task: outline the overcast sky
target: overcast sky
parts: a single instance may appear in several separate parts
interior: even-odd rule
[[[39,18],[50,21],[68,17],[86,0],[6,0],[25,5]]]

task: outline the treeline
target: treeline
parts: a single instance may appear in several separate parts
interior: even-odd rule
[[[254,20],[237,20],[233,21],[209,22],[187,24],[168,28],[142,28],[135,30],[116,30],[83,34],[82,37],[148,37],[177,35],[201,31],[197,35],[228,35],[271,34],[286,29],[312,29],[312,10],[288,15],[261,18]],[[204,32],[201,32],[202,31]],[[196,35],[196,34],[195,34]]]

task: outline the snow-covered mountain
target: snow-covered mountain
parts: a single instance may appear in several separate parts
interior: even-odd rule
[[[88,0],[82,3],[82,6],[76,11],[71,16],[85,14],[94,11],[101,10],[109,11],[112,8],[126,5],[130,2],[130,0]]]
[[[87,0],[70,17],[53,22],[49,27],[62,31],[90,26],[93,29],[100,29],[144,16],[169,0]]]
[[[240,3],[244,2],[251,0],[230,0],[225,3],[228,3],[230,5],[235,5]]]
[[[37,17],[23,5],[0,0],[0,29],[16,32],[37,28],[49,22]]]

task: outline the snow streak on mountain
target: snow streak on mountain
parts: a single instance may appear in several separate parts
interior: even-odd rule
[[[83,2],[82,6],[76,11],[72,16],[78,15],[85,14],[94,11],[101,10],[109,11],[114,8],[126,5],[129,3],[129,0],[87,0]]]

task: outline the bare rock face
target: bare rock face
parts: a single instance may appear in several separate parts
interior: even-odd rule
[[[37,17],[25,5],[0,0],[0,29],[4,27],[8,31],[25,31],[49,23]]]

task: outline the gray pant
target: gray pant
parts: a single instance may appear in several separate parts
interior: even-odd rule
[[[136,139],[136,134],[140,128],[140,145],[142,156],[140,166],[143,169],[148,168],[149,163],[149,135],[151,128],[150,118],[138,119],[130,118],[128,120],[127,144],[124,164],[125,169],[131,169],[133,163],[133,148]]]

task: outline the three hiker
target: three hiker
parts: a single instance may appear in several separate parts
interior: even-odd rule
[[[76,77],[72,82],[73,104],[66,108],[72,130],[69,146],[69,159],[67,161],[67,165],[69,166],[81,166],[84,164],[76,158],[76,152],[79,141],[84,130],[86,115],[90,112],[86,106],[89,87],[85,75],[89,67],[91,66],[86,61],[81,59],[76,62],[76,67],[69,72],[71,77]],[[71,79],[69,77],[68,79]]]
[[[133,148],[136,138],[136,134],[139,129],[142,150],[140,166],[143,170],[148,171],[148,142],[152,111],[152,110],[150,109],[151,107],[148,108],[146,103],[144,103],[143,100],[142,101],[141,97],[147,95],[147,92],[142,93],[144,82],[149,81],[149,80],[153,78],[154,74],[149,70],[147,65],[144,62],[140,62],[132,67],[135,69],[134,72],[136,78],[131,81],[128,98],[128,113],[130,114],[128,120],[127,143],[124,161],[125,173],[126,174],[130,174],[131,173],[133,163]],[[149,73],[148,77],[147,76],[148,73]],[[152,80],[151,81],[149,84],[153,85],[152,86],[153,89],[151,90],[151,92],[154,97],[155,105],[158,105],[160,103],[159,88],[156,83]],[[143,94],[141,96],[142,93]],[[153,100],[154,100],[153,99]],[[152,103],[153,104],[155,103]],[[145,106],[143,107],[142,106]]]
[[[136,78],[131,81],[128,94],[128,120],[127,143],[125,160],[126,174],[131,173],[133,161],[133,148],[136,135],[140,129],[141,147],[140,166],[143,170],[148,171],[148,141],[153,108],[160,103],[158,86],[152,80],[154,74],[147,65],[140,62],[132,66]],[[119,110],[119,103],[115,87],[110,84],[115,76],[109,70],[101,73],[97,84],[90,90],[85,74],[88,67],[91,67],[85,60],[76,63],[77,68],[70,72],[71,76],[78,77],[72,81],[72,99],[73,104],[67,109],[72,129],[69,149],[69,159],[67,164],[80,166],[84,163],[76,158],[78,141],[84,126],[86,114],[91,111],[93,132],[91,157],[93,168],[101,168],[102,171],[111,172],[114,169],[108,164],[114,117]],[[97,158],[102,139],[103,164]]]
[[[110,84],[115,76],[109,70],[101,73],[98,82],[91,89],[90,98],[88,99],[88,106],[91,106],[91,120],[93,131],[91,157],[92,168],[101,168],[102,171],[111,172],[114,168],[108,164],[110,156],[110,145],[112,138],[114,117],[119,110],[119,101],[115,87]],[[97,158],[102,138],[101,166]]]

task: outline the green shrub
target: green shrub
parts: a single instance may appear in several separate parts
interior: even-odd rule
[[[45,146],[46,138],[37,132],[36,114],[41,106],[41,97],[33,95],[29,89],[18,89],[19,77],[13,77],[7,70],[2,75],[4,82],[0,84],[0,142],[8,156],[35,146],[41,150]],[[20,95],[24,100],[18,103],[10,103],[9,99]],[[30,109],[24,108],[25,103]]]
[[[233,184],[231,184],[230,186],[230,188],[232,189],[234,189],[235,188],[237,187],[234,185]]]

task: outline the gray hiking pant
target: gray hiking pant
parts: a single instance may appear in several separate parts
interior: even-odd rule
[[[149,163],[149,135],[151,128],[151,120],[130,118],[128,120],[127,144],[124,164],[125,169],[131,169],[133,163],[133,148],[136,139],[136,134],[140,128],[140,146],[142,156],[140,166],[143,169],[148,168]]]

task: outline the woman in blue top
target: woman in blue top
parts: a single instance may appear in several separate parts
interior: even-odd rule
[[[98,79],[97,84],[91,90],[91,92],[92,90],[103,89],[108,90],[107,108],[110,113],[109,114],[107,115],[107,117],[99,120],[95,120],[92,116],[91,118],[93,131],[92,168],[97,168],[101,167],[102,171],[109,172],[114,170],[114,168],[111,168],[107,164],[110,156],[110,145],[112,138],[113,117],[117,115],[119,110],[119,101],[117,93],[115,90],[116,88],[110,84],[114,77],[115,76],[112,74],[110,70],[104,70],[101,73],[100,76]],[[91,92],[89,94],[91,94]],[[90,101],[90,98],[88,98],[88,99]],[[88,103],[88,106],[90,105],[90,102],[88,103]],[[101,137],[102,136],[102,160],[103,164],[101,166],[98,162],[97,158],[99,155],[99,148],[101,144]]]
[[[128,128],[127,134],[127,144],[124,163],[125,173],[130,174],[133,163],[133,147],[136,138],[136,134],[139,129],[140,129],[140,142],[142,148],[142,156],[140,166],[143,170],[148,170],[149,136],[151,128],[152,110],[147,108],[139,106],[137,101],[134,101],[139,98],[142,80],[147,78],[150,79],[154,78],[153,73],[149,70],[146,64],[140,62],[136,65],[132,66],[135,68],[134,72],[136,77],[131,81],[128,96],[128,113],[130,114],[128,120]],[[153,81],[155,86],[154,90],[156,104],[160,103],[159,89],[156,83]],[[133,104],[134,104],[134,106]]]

════

Each line above is to be repeated exactly.

task: outline the overcast sky
target: overcast sky
parts: a single instance may appear in several separate parts
interior: even-odd rule
[[[39,18],[50,21],[68,17],[86,0],[6,0],[25,5]]]

task: outline the treeline
target: treeline
parts: a single instance may appear in several separate parts
interior: even-odd rule
[[[254,20],[237,20],[233,21],[209,22],[187,24],[168,28],[142,28],[135,30],[116,30],[83,34],[82,37],[148,37],[177,35],[201,31],[197,35],[228,35],[271,34],[286,29],[312,29],[312,10],[288,15],[261,18]],[[204,32],[201,32],[202,31]],[[196,35],[196,34],[195,34]]]

task: outline the snow-covered mountain
target: snow-covered mountain
parts: a single instance may appear in several separate parts
interior: even-odd rule
[[[88,0],[82,3],[82,6],[76,11],[71,16],[85,14],[94,11],[101,10],[109,11],[112,8],[126,5],[130,2],[130,0]]]
[[[87,0],[70,17],[53,22],[49,27],[62,31],[90,26],[93,29],[100,29],[144,16],[169,0]]]
[[[240,3],[244,2],[251,0],[230,0],[225,3],[228,3],[230,5],[235,5]]]
[[[37,17],[23,5],[0,0],[0,29],[16,32],[37,28],[49,22]]]

task: outline the snow streak on mountain
target: snow streak on mountain
parts: a single instance may appear in several separate parts
interior: even-odd rule
[[[83,2],[82,6],[76,11],[72,16],[78,15],[85,14],[94,11],[101,10],[109,11],[114,8],[126,5],[129,3],[129,0],[87,0]]]

task: outline the bare rock face
target: bare rock face
parts: a single instance may appear in several separate parts
interior: even-odd rule
[[[37,17],[25,5],[0,0],[0,29],[4,27],[8,31],[25,31],[49,23]]]

task: outline the gray pant
target: gray pant
parts: a single instance may appear in several separate parts
interior: even-odd rule
[[[136,139],[136,134],[140,128],[140,145],[142,156],[140,166],[143,169],[148,168],[149,163],[149,135],[151,128],[150,118],[138,119],[130,118],[128,120],[127,144],[124,164],[125,169],[131,169],[133,163],[133,148]]]

task: outline the three hiker
target: three hiker
parts: a single instance may appear in several separate parts
interior: even-odd rule
[[[76,77],[72,82],[73,104],[66,108],[72,130],[69,146],[69,159],[67,161],[67,165],[69,166],[81,166],[84,164],[76,158],[76,152],[79,141],[84,130],[86,115],[90,112],[86,106],[89,87],[85,75],[89,67],[91,66],[86,61],[81,59],[76,62],[76,67],[69,72],[71,77]],[[71,79],[69,77],[68,79]]]
[[[133,148],[136,138],[136,134],[139,129],[142,150],[140,166],[143,170],[148,171],[148,142],[152,111],[152,110],[150,109],[151,107],[148,108],[146,103],[144,103],[143,100],[142,101],[141,97],[147,95],[147,92],[142,93],[144,82],[149,81],[149,80],[153,78],[154,74],[149,70],[147,65],[144,62],[140,62],[132,67],[135,69],[134,72],[136,78],[131,81],[128,98],[128,113],[130,114],[128,120],[127,143],[124,161],[125,173],[126,174],[130,174],[131,173],[133,163]],[[149,73],[148,77],[147,76],[148,73]],[[152,80],[151,81],[149,84],[153,85],[152,86],[153,89],[151,90],[151,92],[154,97],[155,105],[158,105],[160,103],[159,88],[156,83]],[[143,94],[141,96],[142,93]],[[153,100],[154,100],[153,99]],[[152,103],[153,104],[155,103]],[[145,106],[143,107],[142,106]]]
[[[136,78],[131,81],[128,94],[128,120],[127,143],[125,160],[126,174],[131,173],[133,161],[133,148],[136,135],[140,129],[141,147],[140,166],[143,170],[148,171],[148,141],[153,108],[160,103],[158,86],[152,80],[154,74],[147,65],[140,62],[132,66]],[[119,110],[119,103],[115,87],[110,84],[115,76],[109,70],[101,73],[97,84],[90,90],[85,74],[88,67],[91,67],[85,60],[76,63],[77,68],[70,72],[71,76],[78,77],[72,81],[72,99],[73,104],[67,109],[72,129],[69,149],[69,159],[67,164],[80,166],[84,163],[76,158],[78,141],[84,126],[86,114],[91,111],[93,132],[91,157],[93,168],[101,168],[102,171],[111,172],[114,169],[108,164],[114,117]],[[97,158],[102,139],[103,164]]]
[[[110,84],[115,76],[109,70],[101,73],[98,82],[91,89],[90,98],[88,99],[88,106],[91,106],[91,120],[93,131],[91,157],[92,168],[101,168],[102,171],[111,172],[114,168],[108,164],[110,156],[110,145],[112,138],[114,117],[119,110],[119,101],[115,87]],[[97,158],[102,138],[101,166]]]

task: outline the green shrub
target: green shrub
parts: a single instance may appear in several separate parts
interior: even-odd rule
[[[45,146],[46,138],[37,132],[36,114],[41,106],[41,97],[33,95],[29,89],[18,89],[19,77],[13,77],[7,70],[2,75],[4,82],[0,84],[0,142],[8,156],[35,146],[41,150]],[[20,95],[24,100],[18,103],[10,103],[9,99]],[[30,109],[24,108],[25,103]]]
[[[233,184],[231,184],[230,186],[230,188],[232,189],[234,189],[235,188],[237,187],[234,185]]]

task: outline the gray hiking pant
target: gray hiking pant
parts: a single instance may appear in several separate parts
interior: even-odd rule
[[[149,163],[149,135],[151,128],[151,120],[130,118],[128,120],[127,144],[124,164],[125,169],[131,169],[133,163],[133,148],[136,139],[136,134],[140,128],[140,146],[142,156],[140,166],[143,169],[148,168]]]

task: outline the woman in blue top
target: woman in blue top
parts: a single instance may appear in several separate parts
interior: even-odd rule
[[[98,79],[97,84],[91,90],[91,92],[92,90],[103,89],[108,90],[107,108],[110,113],[109,114],[107,115],[107,117],[99,120],[95,120],[92,116],[91,118],[93,131],[92,168],[97,168],[101,167],[102,171],[109,172],[114,170],[114,168],[111,168],[107,164],[110,156],[110,145],[112,138],[113,117],[117,115],[119,110],[119,101],[117,93],[115,90],[116,88],[110,84],[114,77],[115,76],[112,74],[110,70],[104,70],[101,73],[100,76]],[[91,92],[89,94],[91,94]],[[90,101],[90,98],[88,98],[88,99]],[[88,103],[88,106],[90,105],[90,102],[88,103]],[[101,137],[102,136],[102,160],[103,164],[101,166],[98,162],[97,158],[99,155],[99,148],[101,144]]]
[[[128,128],[127,134],[127,144],[124,163],[125,173],[130,174],[133,163],[133,147],[136,138],[136,134],[139,129],[140,129],[140,142],[142,148],[142,156],[140,166],[143,170],[148,170],[149,136],[151,128],[152,110],[147,108],[139,106],[137,101],[134,101],[139,98],[142,80],[147,78],[150,79],[154,78],[153,73],[149,70],[146,64],[140,62],[136,65],[132,66],[135,68],[134,72],[136,77],[131,81],[128,96],[128,113],[130,114],[128,120]],[[153,81],[155,86],[154,90],[156,104],[160,103],[159,89],[156,83]],[[133,104],[134,104],[134,106]]]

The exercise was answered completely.